#### Dataset records

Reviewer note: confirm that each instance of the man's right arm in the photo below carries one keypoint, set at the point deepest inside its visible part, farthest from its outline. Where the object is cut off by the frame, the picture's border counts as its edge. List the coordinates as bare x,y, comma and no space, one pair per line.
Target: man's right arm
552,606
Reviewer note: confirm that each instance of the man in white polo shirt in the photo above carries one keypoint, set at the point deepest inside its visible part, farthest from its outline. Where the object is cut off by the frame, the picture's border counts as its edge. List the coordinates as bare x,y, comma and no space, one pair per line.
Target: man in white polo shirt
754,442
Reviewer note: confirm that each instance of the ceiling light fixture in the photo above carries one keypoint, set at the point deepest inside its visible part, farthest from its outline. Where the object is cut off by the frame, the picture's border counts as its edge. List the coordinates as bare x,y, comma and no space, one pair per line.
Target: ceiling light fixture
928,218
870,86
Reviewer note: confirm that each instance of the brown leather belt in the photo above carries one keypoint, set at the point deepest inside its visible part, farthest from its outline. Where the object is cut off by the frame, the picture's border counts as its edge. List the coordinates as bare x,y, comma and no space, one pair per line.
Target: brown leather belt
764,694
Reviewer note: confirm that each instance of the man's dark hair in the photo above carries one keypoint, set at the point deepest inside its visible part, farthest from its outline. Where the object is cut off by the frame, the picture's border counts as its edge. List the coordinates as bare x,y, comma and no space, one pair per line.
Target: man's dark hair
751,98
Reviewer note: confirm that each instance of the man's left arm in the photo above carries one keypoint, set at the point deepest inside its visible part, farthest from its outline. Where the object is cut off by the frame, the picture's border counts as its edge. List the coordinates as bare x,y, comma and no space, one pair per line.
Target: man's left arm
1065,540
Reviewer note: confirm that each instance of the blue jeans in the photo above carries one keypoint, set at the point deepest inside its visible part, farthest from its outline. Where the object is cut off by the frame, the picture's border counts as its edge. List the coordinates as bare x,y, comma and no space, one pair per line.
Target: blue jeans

########

→ **What the task asks**
Select and copy each line from the data that includes the word "above".

→ **Written reply**
Reviewer note: confirm that each instance of the man in white polo shirt in the photo above carries one keypoint, set at the point deepest inside its visible part, farthest from its outline. Where the object is cut off by the frame, the picture's border counts as its edge. List the coordinates as bare x,y, comma and no space, one pair per line.
Reviewer note: confirm that each instance of the ceiling light fixture in the photo above carries one keypoint, set at the point deepest inside its visible part, farthest from its outline. Where the object is cut off by the frame, the picture's border counts as its edge. List the coordinates as bare x,y, comma and no space, one pair per line.
Reviewer note: confirm that each instance of the brown leather belt in the photo above carries one keypoint, set at the point deepest inside its visible part, farthest from its outline. Where the object is cut off by the frame, the picture's border counts as its edge. List the coordinates as bare x,y, comma and no space, one pair per line.
Reviewer note: confirm that each instance of the man's dark hair in the photo above carries one keypoint, set at the point deepest inside its visible part, farthest from its outline. Where the object is cut off by the frame, the picture's border counts as its edge. List the coordinates as bare x,y, comma and no space, one pair per line.
Reviewer note: confirm that each instance of the man's left arm in the photo above carries one keypoint, set at the point deepest inside its visible part, farthest from its outline. Where the object is cut off by the frame, the picture's border counts as its edge. List the coordinates as bare x,y, comma and no space, one pair per line.
Reviewer note: confirm that each instance of the blue jeans in the photo above carries one keypoint, set at the point deepest inside its visible part, farthest from its outline. Where the object is cut off by the frame, the picture's border counts as its edge. List the coordinates as bare x,y, comma and no space, one pair per line.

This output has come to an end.